Start RECORDS FOR THIS TASK
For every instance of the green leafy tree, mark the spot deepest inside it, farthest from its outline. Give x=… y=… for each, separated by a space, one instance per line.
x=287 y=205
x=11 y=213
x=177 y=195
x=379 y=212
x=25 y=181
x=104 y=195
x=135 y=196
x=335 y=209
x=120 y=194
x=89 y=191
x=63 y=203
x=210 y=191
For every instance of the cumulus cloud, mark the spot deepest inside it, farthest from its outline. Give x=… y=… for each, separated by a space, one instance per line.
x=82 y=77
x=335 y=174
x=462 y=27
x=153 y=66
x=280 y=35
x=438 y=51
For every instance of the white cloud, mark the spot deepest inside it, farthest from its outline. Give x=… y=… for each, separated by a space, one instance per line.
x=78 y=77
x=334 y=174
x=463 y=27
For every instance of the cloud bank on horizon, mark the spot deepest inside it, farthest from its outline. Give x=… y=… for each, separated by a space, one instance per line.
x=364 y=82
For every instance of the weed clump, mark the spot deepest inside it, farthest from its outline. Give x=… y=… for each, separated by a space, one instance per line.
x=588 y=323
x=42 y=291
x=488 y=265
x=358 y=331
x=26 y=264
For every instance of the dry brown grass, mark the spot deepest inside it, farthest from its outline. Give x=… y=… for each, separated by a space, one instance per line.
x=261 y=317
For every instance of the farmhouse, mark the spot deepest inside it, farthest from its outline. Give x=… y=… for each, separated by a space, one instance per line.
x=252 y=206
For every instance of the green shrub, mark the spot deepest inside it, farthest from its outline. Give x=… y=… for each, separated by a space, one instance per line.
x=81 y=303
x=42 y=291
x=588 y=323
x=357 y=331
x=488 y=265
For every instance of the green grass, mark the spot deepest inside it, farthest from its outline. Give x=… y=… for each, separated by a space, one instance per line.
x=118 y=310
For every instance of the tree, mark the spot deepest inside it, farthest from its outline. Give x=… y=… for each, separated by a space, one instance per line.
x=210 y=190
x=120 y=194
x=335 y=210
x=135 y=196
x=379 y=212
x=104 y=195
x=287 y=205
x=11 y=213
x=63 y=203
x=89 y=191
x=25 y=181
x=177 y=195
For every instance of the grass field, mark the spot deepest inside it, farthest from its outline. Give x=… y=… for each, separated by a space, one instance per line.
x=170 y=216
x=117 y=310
End RECORDS FOR THIS TASK
REQUEST
Reproduce all of the material above, substituting "boundary" for every occurrence of "outline" and keeping everything else the same.

TASK SOLUTION
For every instance of the green leafy tree, mark the spot deepest inside it, farthest from its boundary. Give x=… y=… for each, separated by a space, one instance per line.
x=287 y=205
x=11 y=213
x=177 y=195
x=379 y=212
x=25 y=181
x=104 y=195
x=135 y=196
x=335 y=209
x=120 y=194
x=89 y=191
x=63 y=203
x=210 y=191
For every instance of the cumulus cloud, mark the spot deepest inside it, farthest from its boundary. Give x=… y=… for each, separated by a space, one instance per line.
x=82 y=77
x=335 y=174
x=462 y=27
x=153 y=66
x=280 y=35
x=438 y=51
For every instance of the white cloud, mark the spot deepest inside it, farthest from its boundary. Give x=… y=… for each, separated by a space, one instance per line.
x=78 y=77
x=334 y=174
x=463 y=27
For every instance of the cloud bank on horizon, mark the spot deepest inside it, farthest from its boundary. Give x=… y=… for each, separated by a space, one instance per line.
x=364 y=82
For every instance of the weed clump, mark the spot deepest inside it, farthest from its boundary. Give x=… y=… for each, separated by a space, one instance per line.
x=588 y=323
x=42 y=291
x=488 y=265
x=358 y=331
x=26 y=264
For every instance of the dry brown grass, mark the spot deepest inside it, farthest from its boundary. Give x=… y=… for each, separated by a space, one instance per line.
x=261 y=317
For every instance of the farmhouse, mark the spot deepest inside it, farthest from its boundary. Give x=… y=… for each, separated by a space, one instance per line.
x=252 y=206
For every instance of the green shrub, mark the spot deepest inside it, farthest from its boundary. Give x=… y=… for each, separated by a space, one instance per line.
x=81 y=303
x=42 y=291
x=588 y=323
x=357 y=331
x=488 y=265
For every instance of the green grass, mark the spot deepest inside it, farthest from its boundary. Give x=… y=… for each, separated by a space, one instance per line.
x=118 y=310
For every instance of the tree, mark the spot deepest inside it, farthest from its boundary. Give x=… y=… for each, separated by a space, one instance per line.
x=210 y=190
x=120 y=194
x=335 y=210
x=135 y=196
x=379 y=212
x=104 y=195
x=287 y=205
x=11 y=213
x=63 y=203
x=89 y=191
x=25 y=181
x=177 y=195
For every instance of the grass field, mark the spot deepest inside it, farthest from its boundary. Give x=… y=… for each, separated by a space, one instance per line.
x=170 y=216
x=117 y=310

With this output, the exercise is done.